[TEXTO PROPORCIONADO]:
::::::::
El GIF es el fin del planteamiento-nudo-desenlace. Por eso a Joan Pons ya no le interesa saber cómo acaban las cosas: solo imantarse con el principio.
Paul Arden
No es nada personal,
by Rafa Montilla
con la colaboración de Helena Sanz
fotografía de Alba Yruela
— “Yes! Yes! ¡Un elefante rosa! ¡Y el padre negro!
— ¿Qué pinta un elefante rosa en medio de la película de la ONCE para Navidad? ¿Y por qué un padre negro? ¿Es necesario?
— Una película con un elefante rosa siempre será recordada.”
Así empecé a conocer a alguien irreductible. Le despidieron cinco veces y siempre volvió a la carga. Fue capaz de escribir un libro sobre publicidad -¿o era sobre otra cosa?- que ya lleva vendidos más de tres millones de ejemplares. Sí, estoy hablando de Paul Arden.
La última vez que le vi fue una noche infausta: en un pub de Mayfair presencié cómo el Chelsea eliminaba al Barça. John Terry se encargó de marcar y Carvalho de que Víctor Valdés no pudiera hacer nada para evitarlo. Fue el mismo partido en que que pareció detener el tiempo, pura fantasía. Sin embargo, yo estaba en territorio enemigo. Paul, con una sonrisa, se encargó de recordármelo.
::::::::
[INFORMACIÓN PROPORCIONADA]:
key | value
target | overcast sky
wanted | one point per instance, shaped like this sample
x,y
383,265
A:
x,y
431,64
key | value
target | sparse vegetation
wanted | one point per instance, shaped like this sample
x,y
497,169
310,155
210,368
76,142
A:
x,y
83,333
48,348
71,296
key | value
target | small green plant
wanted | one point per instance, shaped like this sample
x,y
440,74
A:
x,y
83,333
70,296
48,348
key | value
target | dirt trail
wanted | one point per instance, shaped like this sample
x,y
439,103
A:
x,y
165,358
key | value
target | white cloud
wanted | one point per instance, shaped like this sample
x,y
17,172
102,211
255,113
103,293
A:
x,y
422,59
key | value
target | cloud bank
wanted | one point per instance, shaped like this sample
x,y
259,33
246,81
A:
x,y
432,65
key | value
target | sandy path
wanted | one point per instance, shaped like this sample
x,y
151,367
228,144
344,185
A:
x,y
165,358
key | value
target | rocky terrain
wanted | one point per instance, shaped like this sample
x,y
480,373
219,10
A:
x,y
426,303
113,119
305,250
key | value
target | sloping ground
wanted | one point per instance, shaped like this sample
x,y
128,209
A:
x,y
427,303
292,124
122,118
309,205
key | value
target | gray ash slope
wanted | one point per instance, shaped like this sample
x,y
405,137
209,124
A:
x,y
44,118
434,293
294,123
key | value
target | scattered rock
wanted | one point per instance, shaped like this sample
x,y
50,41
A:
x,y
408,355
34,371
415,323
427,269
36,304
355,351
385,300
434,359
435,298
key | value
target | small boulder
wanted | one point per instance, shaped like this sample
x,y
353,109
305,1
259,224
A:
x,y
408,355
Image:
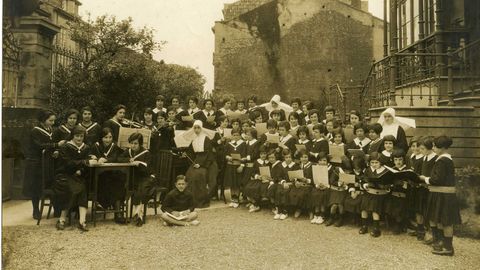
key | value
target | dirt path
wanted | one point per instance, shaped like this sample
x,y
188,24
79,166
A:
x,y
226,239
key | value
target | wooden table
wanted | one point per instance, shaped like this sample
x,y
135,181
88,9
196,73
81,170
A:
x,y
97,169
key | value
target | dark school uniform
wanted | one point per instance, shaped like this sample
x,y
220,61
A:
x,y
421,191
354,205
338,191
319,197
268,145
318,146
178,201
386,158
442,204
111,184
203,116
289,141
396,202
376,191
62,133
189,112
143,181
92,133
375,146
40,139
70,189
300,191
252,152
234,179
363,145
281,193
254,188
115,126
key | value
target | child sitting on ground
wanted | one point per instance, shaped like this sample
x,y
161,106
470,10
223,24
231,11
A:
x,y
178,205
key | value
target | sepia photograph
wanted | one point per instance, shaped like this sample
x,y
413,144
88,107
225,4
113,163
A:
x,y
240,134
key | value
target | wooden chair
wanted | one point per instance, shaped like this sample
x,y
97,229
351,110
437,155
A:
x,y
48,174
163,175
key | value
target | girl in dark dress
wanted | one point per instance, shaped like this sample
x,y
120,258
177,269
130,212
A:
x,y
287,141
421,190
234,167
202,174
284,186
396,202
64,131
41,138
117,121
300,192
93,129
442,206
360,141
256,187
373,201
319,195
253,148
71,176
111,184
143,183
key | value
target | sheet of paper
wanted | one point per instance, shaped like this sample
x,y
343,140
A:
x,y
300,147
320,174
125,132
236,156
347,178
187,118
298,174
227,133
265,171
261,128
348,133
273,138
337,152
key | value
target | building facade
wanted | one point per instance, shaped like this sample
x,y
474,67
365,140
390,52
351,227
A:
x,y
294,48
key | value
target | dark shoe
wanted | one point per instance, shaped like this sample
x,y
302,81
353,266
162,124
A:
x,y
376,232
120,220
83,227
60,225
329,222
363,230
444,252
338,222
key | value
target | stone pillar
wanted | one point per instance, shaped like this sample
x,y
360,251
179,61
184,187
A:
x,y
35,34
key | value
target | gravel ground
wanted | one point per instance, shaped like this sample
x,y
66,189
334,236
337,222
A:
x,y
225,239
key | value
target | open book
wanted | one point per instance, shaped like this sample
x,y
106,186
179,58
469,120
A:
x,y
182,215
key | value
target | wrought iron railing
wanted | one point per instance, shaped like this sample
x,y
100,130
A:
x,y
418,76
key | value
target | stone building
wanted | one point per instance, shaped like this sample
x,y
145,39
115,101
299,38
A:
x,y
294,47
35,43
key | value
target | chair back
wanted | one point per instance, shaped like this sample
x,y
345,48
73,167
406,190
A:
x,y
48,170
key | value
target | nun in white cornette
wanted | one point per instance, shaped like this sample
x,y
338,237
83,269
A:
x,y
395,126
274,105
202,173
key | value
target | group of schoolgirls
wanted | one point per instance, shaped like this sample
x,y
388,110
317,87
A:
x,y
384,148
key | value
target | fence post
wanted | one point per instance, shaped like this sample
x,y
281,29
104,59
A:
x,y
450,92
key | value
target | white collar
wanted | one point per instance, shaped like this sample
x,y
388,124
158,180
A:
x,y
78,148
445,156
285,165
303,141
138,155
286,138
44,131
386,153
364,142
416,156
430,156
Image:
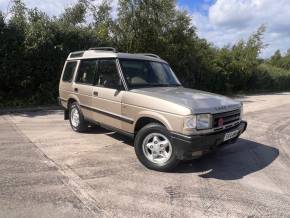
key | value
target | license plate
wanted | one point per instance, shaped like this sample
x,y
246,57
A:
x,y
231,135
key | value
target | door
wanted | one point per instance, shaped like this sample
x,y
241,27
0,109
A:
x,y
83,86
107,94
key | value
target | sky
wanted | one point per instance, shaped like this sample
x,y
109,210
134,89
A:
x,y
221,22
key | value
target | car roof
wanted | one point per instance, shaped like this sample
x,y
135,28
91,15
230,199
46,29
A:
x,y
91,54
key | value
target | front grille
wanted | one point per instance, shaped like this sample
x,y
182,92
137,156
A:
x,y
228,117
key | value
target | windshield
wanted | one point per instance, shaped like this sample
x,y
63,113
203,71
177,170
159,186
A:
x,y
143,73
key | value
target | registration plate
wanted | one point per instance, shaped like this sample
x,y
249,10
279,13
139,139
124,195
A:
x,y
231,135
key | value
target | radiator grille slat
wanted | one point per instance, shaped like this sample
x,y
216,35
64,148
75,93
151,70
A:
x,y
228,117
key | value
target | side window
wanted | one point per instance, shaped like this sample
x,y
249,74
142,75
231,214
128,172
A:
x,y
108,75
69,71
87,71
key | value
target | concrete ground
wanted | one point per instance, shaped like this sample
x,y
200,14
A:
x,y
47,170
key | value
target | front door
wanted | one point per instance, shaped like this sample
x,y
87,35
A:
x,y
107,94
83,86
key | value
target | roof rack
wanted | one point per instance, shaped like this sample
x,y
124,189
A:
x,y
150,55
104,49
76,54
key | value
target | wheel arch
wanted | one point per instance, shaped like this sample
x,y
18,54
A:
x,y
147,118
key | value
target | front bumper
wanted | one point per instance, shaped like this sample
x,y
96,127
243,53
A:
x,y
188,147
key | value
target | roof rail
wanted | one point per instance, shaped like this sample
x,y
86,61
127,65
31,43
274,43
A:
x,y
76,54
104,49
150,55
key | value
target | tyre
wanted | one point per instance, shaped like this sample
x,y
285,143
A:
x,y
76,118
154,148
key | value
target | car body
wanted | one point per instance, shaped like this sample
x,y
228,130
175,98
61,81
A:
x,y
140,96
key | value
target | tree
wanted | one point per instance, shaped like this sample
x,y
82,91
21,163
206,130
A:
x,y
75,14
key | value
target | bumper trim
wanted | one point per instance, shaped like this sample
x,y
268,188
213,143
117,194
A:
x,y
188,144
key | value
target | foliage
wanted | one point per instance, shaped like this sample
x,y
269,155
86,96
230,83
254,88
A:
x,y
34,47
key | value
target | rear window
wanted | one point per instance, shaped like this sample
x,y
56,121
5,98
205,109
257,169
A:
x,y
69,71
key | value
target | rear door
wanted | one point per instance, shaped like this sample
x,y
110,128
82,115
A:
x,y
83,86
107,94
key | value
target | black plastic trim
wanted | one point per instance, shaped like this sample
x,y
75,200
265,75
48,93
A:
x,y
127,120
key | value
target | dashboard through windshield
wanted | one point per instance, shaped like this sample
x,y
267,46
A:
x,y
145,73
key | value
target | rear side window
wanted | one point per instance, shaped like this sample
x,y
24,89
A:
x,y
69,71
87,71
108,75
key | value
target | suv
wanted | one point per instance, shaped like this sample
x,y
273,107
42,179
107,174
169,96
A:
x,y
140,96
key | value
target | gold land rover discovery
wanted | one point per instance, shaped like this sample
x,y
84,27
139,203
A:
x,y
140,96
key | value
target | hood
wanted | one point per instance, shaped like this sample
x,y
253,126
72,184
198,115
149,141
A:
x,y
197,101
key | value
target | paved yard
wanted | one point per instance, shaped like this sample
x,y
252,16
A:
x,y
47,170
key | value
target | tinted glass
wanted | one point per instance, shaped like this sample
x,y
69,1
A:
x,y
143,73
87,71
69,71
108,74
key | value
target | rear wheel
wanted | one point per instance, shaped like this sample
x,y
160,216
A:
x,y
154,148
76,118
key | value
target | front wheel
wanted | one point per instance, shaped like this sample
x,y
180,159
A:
::::::::
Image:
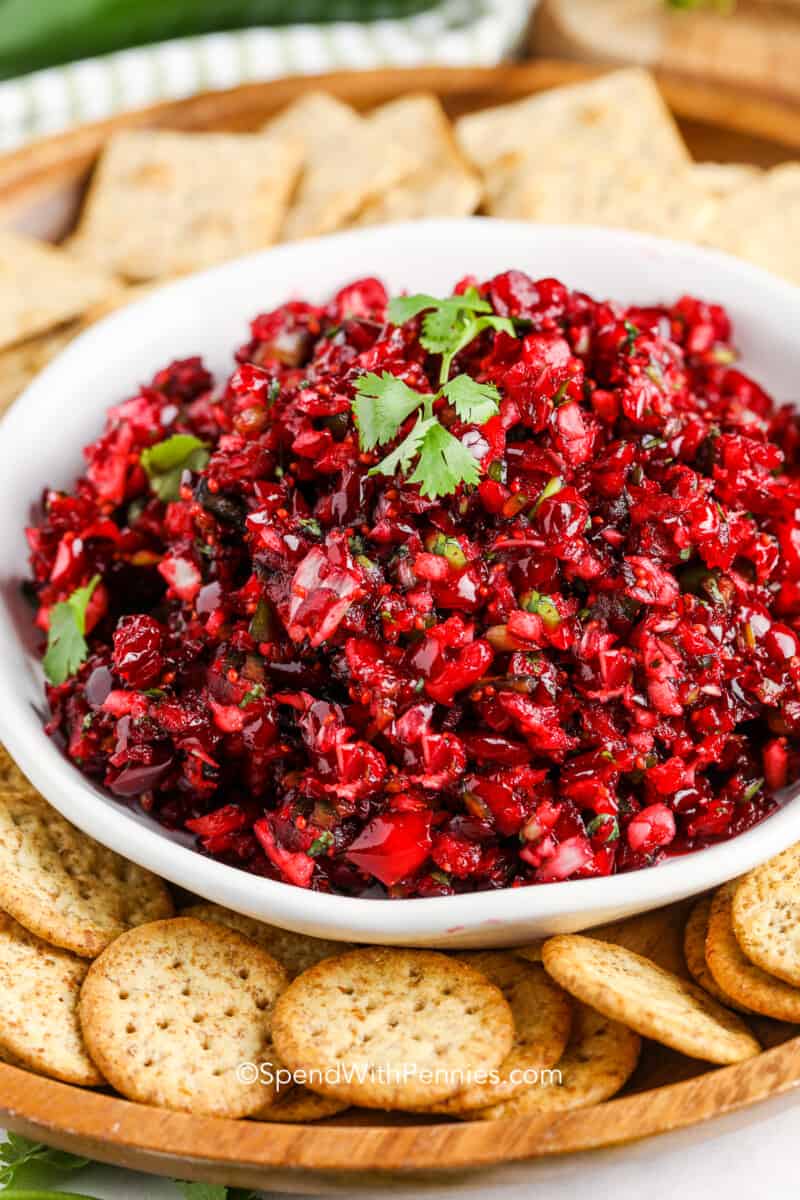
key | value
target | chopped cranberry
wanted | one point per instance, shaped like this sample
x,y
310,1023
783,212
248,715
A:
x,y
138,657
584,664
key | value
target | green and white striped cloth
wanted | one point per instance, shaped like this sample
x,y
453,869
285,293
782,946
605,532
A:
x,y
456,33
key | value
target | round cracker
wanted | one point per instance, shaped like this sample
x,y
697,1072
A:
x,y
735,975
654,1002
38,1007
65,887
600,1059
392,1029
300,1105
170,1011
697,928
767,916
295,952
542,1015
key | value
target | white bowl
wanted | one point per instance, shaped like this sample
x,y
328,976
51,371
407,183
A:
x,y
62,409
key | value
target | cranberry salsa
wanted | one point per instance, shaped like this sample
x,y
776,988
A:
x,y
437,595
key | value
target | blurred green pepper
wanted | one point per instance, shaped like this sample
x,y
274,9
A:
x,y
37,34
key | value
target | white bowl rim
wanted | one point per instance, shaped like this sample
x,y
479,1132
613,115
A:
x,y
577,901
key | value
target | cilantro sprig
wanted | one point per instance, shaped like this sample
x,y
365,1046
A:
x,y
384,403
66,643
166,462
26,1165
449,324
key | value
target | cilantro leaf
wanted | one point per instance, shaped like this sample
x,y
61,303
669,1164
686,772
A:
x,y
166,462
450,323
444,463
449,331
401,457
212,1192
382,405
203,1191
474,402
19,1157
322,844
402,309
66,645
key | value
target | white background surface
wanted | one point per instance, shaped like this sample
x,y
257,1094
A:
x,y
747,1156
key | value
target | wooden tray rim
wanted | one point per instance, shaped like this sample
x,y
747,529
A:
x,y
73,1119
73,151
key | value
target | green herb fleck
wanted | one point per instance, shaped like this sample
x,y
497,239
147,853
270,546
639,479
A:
::::::::
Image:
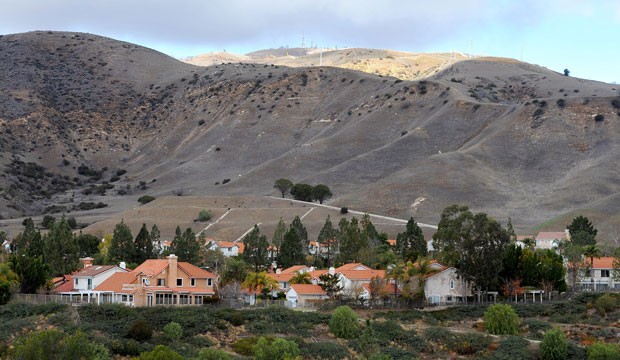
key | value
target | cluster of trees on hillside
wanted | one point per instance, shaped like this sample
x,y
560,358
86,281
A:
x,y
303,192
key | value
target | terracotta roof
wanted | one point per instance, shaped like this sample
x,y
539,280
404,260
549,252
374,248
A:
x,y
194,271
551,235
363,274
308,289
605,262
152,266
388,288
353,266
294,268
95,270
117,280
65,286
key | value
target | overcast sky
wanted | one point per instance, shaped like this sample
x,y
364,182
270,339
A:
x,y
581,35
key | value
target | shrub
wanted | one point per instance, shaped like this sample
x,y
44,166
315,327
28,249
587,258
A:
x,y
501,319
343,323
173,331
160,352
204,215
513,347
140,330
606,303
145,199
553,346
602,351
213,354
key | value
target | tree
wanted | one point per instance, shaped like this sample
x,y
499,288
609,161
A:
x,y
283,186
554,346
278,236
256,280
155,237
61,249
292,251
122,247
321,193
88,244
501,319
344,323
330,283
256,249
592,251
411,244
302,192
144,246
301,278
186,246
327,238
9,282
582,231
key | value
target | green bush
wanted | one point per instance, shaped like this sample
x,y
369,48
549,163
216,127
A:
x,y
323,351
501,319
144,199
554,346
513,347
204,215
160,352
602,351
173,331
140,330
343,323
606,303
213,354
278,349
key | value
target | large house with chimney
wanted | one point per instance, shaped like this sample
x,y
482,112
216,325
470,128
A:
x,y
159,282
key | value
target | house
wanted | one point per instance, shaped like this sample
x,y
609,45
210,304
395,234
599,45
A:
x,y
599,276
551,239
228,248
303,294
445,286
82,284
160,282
::::::::
[REQUISITOS]:
**A)** Enumera, por favor, todas las personas que aparecen con nombre en el texto sobre Paul Arden.
**B)** Responde a estas preguntas sobre el texto dedicado a Paul Arden:
(i) ¿Cuántas veces despidieron a Paul Arden?
(ii) ¿Cuántos ejemplares lleva vendidos su libro?
(iii) ¿En qué zona de Londres estaba el pub donde el autor lo vio por última vez?
**C)** Prosigue el texto sobre Paul Arden a partir de su última frase.
Para lo que se pide no hacen falta los datos.

[RESPUESTAS POR TAREA]:
**A)** Joan Pons, Paul Arden, Rafa Montilla, Helena Sanz, Alba Yruela, John Terry, Carvalho, Víctor Valdés

**B)**
(i) Cinco veces.
(ii) Más de tres millones.
(iii) En Mayfair.

**C)**
Aquella misma mañana él había dado una conferencia en los encuentros anuales de Shots, aunque, a decir verdad, aquello no fue una conferencia. Los papeles volaron, se desparramaron por el suelo y no hubo manera de volver a ordenarlos, de modo que una pelota de fútbol y una portería improvisada se convirtier on en los protagonistas. Mientras hablaba de la suerte de que te despidan y de la lucha contra la mediocridad, lanzó el balón contra el público, hizo caer un foco y los asistentes se levantaron como movidos por un mismo resorte, entre rugidos y aplausos.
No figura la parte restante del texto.